--- BEGIN GIVEN DATA ---

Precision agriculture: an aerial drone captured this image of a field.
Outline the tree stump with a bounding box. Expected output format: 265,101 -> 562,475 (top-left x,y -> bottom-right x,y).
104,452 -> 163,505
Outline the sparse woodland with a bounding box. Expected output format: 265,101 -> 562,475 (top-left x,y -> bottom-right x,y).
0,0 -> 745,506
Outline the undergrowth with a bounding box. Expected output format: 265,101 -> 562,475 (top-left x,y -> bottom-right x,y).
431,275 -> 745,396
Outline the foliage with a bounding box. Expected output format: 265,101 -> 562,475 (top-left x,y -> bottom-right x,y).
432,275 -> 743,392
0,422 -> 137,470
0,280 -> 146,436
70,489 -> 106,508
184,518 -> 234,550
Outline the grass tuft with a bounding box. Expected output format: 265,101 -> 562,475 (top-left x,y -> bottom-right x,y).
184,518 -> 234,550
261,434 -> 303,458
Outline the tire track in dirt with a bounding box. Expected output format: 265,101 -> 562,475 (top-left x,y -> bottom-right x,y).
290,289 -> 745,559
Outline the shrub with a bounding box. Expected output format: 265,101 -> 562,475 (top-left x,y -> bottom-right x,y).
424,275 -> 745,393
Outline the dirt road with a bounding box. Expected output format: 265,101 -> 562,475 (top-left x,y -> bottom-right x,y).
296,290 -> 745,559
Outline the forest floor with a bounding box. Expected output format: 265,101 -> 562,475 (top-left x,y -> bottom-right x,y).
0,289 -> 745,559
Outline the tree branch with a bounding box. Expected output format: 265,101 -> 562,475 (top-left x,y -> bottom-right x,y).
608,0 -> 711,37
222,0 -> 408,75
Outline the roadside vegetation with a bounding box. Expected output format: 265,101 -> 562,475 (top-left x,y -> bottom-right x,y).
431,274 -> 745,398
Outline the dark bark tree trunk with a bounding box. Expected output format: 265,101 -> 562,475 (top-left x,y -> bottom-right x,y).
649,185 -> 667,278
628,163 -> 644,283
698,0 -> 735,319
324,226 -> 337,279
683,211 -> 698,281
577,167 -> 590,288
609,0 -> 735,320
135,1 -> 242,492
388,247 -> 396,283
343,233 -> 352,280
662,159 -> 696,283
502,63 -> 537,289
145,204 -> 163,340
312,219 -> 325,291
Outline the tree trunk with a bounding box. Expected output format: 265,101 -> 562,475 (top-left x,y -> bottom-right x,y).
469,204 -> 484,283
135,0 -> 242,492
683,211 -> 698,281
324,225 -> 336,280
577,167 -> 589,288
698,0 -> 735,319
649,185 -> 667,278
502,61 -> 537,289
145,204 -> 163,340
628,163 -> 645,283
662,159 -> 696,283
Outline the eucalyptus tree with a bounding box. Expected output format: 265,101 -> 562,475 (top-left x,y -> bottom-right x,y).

--- END GIVEN DATA ---

AIM —
Rewrite all the records above, putting "rectangle" wherever "bounding box" appears and leaving everything else unchanged.

TASK SOLUTION —
Precision agriculture: an aerial drone captured this image of a field.
Outline the tree stump with a rectangle. Expected output format: 265,101 -> 562,475 (top-left x,y -> bottom-right x,y).
104,452 -> 163,505
Outline the sparse woodland with a rectangle. Expected output format: 265,101 -> 562,475 (top-left x,y -> bottom-right x,y).
0,0 -> 745,506
Outline the undergrowth with a rectangle. Expected output format: 265,101 -> 562,475 (top-left x,y -> bottom-right x,y).
431,275 -> 745,396
Outline the foliage with a rectangle. Expected output format: 265,101 -> 562,475 (top-left x,y -> bottom-right x,y).
432,275 -> 743,392
0,422 -> 137,470
0,280 -> 146,436
70,489 -> 106,508
184,518 -> 234,550
Outline the grass tuft with a rectangle. Expected output format: 265,101 -> 562,475 (top-left x,y -> bottom-right x,y).
184,518 -> 234,550
261,434 -> 303,458
Outline the tire track in dirt with a rectangle. Expected output format: 265,101 -> 562,475 (top-left x,y -> bottom-right x,y).
290,289 -> 745,559
Outline the shrub with a rectangle. Expected output format: 265,101 -> 562,475 (top-left x,y -> bottom-right x,y).
424,275 -> 745,393
Outline the dirt road with a rectangle. Expected output format: 265,101 -> 562,475 (top-left x,y -> bottom-right x,y).
296,290 -> 745,559
Outline the forest floor with a rectangle. Expected output format: 265,101 -> 562,475 (top-left x,y -> bottom-right x,y).
0,289 -> 745,559
Outline the tree branch with a rectangle. Expected output format: 265,101 -> 562,475 (top-left x,y -> bottom-right x,y).
608,0 -> 711,37
222,0 -> 408,75
Outline the roadside vegetation with a rectangle. Expected output format: 265,101 -> 562,475 (top-left x,y -> bottom-right x,y).
431,274 -> 745,398
Outline the dark bark tree trunk with a rectangle. Expected output format: 265,101 -> 562,475 (top-left x,y -> bottom-right x,y).
649,185 -> 667,278
628,163 -> 644,283
698,0 -> 735,319
324,226 -> 337,279
683,211 -> 698,281
577,167 -> 590,288
609,0 -> 735,320
135,1 -> 242,492
388,247 -> 396,283
343,233 -> 352,280
662,159 -> 696,283
502,63 -> 537,289
145,204 -> 163,340
312,219 -> 325,291
Outline the tree trunk with a rectangle. Expected output format: 265,101 -> 562,475 (top-left x,y -> bottom-right x,y).
469,204 -> 484,283
135,0 -> 242,492
683,211 -> 698,281
324,225 -> 336,280
577,167 -> 589,288
698,0 -> 735,319
649,185 -> 667,278
502,61 -> 537,289
145,204 -> 163,340
628,163 -> 645,283
662,159 -> 696,283
Outline the eucalyptus tree with a rectangle. Expected output format: 265,101 -> 562,475 (top-left x,y -> bottom-right x,y).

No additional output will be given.